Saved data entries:
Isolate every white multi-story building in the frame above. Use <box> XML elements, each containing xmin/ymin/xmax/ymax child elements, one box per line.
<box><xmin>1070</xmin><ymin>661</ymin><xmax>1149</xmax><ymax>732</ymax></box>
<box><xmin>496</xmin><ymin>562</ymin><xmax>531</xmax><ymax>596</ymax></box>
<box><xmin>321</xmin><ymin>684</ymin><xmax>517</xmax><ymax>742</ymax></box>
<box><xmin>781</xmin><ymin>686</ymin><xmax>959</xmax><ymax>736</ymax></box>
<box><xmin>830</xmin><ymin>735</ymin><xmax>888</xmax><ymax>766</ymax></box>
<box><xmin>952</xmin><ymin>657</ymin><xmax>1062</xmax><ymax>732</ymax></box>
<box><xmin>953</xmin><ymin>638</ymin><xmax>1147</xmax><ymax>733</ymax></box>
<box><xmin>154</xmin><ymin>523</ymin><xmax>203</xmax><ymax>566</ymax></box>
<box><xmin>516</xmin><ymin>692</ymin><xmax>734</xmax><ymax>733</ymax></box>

__What to produce__
Your answer should contain every entry, transcribed exactly.

__Completed task__
Isolate every white multi-story building in the frame above. Use <box> XML elements, each containing xmin/ymin/xmax/ymax child elements, one box per line.
<box><xmin>1070</xmin><ymin>661</ymin><xmax>1149</xmax><ymax>732</ymax></box>
<box><xmin>496</xmin><ymin>562</ymin><xmax>531</xmax><ymax>596</ymax></box>
<box><xmin>321</xmin><ymin>684</ymin><xmax>517</xmax><ymax>742</ymax></box>
<box><xmin>781</xmin><ymin>686</ymin><xmax>959</xmax><ymax>736</ymax></box>
<box><xmin>830</xmin><ymin>735</ymin><xmax>888</xmax><ymax>766</ymax></box>
<box><xmin>952</xmin><ymin>657</ymin><xmax>1062</xmax><ymax>732</ymax></box>
<box><xmin>953</xmin><ymin>638</ymin><xmax>1147</xmax><ymax>733</ymax></box>
<box><xmin>154</xmin><ymin>523</ymin><xmax>203</xmax><ymax>566</ymax></box>
<box><xmin>516</xmin><ymin>692</ymin><xmax>734</xmax><ymax>733</ymax></box>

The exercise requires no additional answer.